### Input
"""
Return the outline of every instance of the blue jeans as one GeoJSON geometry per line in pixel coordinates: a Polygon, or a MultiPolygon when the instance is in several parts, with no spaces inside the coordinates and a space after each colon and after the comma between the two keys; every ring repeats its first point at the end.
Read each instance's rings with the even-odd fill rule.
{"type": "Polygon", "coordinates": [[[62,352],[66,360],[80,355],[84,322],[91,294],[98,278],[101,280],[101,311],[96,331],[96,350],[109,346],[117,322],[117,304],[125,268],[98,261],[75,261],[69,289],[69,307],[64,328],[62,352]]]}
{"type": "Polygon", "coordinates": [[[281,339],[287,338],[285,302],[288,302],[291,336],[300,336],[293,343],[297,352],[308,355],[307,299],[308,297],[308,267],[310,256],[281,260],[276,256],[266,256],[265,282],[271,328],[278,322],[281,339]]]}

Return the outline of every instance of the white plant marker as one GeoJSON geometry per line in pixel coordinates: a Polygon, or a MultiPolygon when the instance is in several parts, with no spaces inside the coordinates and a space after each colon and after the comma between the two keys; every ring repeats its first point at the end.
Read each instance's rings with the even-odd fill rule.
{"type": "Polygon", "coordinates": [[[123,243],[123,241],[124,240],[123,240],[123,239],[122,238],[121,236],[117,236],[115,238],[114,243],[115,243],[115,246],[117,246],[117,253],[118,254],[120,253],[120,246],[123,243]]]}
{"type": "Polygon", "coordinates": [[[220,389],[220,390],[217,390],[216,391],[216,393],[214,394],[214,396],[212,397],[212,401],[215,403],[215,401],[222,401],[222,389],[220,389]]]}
"""
Reproduce all the entries above word for word, keeping each line and its order unchanged.

Return the outline of every instance of the blue jeans as one GeoJSON geometry per line in pixel coordinates: a Polygon, or a MultiPolygon when the instance is in several parts, with no spaces inside the coordinates and a space after each colon and after the comma between the two keys; every ring repeats its first point at the end.
Read each instance's rings with the even-odd fill rule.
{"type": "Polygon", "coordinates": [[[62,352],[66,360],[80,355],[84,322],[91,294],[98,278],[101,280],[101,311],[96,331],[96,350],[109,346],[117,322],[117,304],[125,268],[98,261],[75,261],[69,289],[69,307],[64,328],[62,352]]]}
{"type": "Polygon", "coordinates": [[[281,339],[287,338],[285,302],[288,302],[291,336],[300,336],[293,343],[297,352],[308,355],[307,299],[308,297],[308,267],[310,256],[281,260],[276,256],[266,256],[265,282],[271,328],[278,322],[281,339]]]}

Return the outline of every instance of the white plant marker as one GeoJSON geometry per line in pixel coordinates: a Polygon, or a MultiPolygon when the instance is in several parts, with no spaces inside the coordinates and a space after each colon and after the comma between the two keys; every ring repeats its first point at the end.
Read each instance's rings with the even-odd fill rule.
{"type": "Polygon", "coordinates": [[[123,243],[123,241],[124,240],[123,240],[123,239],[122,238],[121,236],[117,236],[115,238],[114,243],[115,243],[115,246],[117,246],[117,253],[118,254],[120,253],[120,246],[123,243]]]}
{"type": "Polygon", "coordinates": [[[220,389],[220,390],[217,390],[216,391],[216,393],[214,394],[214,396],[212,397],[212,401],[215,403],[215,401],[222,401],[222,389],[220,389]]]}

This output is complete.